Sensei Kreese/Master Li

We are given little information about Kreese other than he is a hard assed ex-soldier who teaches hyper aggressive karate to a group of impressionable teenagers. He does go way overboard at the end, and it is a little bit of a surprise. He struck me as someone who would want Daniel beaten in public. Not taken out, but defeated to show how bad ass he is. His change is a bit too much for me and it happens too quickly.

Master Li, on the other hand, comes off as a dangerous egomaniac. His school is adorned with massive pictures of him and he teaches a bit beyond the, "Strike hard, strike first, no mercy," ideals of Kreese. The first time we see him he slaps a child for not striking another child who is on the ground. "We do not stop when our enemy is on the ground," he tells him. "Our enemies deserve pain." He is not about victory, he is about total destruction of your opponent. The scenes with Kreese upset me, the scenes with Li sicken me. You believe that Li wants to see Dre injured, not to show the superiority of his school, but to show what happens when you question him.

Exercise requirements:
(1) In the comparison of Kreese and Master Li, what does Li do the first time we see him?
(2) In the comparison of Kreese and Master Li, substitute "portraits" for "pictures" and write out the passage starting at "Master Li, on" and ending at "you question him.".
(3) Continue the comparison of Kreese and Master Li from the point where it stops.
The records are separate material from the comparison of Kreese and Master Li.

Dataset:
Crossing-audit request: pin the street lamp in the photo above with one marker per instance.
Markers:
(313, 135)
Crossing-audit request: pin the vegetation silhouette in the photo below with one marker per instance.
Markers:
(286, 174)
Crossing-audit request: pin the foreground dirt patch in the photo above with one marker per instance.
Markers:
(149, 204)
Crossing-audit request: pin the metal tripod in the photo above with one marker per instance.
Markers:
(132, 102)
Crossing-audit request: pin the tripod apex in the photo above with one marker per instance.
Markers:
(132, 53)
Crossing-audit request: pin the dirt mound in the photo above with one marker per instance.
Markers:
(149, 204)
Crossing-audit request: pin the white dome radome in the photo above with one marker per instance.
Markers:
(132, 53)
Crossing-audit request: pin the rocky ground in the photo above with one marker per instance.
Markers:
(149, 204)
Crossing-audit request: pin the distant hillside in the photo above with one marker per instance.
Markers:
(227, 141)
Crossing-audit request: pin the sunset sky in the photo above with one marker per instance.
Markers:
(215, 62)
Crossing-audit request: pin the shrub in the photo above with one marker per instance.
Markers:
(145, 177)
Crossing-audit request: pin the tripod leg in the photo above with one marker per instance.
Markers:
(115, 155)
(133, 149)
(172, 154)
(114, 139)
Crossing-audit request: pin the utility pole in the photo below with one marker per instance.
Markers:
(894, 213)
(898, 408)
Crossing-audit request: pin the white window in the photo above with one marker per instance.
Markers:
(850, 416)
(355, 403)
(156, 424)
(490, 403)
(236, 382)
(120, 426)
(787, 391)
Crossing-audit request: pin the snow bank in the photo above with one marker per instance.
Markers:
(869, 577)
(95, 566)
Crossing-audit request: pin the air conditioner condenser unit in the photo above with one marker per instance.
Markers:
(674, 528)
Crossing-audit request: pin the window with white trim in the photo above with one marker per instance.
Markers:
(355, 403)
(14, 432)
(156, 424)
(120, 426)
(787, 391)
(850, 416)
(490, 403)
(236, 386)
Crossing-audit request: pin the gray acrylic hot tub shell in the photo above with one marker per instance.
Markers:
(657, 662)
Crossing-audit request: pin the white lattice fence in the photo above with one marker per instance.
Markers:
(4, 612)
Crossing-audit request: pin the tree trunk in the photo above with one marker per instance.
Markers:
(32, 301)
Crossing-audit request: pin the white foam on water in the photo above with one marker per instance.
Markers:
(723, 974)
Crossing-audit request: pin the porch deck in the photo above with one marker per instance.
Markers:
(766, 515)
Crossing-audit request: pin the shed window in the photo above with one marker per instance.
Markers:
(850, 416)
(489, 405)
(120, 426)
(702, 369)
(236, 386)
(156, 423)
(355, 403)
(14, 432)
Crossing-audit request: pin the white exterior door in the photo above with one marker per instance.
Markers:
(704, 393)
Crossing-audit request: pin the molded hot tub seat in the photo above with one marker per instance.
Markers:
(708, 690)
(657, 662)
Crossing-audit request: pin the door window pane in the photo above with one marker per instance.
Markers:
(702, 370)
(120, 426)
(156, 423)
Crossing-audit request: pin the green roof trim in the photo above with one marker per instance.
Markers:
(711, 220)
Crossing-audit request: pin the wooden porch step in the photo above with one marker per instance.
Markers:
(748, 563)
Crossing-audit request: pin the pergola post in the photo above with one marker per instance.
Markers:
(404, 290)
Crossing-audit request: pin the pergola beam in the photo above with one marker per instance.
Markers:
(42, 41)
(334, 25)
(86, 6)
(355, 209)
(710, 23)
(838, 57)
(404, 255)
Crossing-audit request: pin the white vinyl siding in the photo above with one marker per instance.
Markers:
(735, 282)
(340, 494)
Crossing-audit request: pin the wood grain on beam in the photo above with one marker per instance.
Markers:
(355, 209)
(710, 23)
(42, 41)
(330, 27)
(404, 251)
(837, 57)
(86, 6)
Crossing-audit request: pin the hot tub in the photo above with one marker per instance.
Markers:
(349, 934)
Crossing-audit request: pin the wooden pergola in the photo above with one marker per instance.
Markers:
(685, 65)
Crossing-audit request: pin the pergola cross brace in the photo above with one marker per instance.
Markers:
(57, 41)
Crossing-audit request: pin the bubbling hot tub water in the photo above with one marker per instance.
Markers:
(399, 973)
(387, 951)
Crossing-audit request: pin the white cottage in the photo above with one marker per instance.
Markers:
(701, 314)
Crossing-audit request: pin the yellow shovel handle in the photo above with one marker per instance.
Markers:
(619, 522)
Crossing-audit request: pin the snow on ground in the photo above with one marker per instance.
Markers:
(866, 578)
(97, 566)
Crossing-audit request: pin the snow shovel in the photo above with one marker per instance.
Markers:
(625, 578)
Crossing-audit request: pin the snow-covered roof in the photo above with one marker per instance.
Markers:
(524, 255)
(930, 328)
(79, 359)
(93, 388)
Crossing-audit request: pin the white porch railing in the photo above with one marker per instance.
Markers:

Written responses:
(1) He slaps a child for not striking another child who is on the ground.

(2)
Master Li, on the other hand, comes off as a dangerous egomaniac. His school is adorned with massive portraits of him and he teaches a bit beyond the, "Strike hard, strike first, no mercy," ideals of Kreese. The first time we see him he slaps a child for not striking another child who is on the ground. "We do not stop when our enemy is on the ground," he tells him. "Our enemies deserve pain." He is not about victory, he is about total destruction of your opponent. The scenes with Kreese upset me, the scenes with Li sicken me. You believe that Li wants to see Dre injured, not to show the superiority of his school, but to show what happens when you question him.

(3)
The original is famous for the wax on/wax off, sand the floor, paint the fence, side to side training scenes. Yes, they are iconic, but they leave quite a bit to be desired when it comes to actual martial arts training. He never spars with Daniel, you never see LaRusso throw a punch in an actual combat setting. You get one scene of blocking, one scene of punching, then a bunch of balance training. Think about this, the first time you see Daniel kick is in the tournament. He would not have made it past the first match.

Now the training here does not have the same iconic feel, but it does have a more realistic vibe to it. Dre is taught how to combine blocks with punches, kicks, sweeps, and grapples. He learns how to use the moves together and actually fight. When he starts winning it is believable. You see what he actually learned come into practice so it feels like what's happening should be happening. He learned a style that works, he isn't winning because the script needed him to.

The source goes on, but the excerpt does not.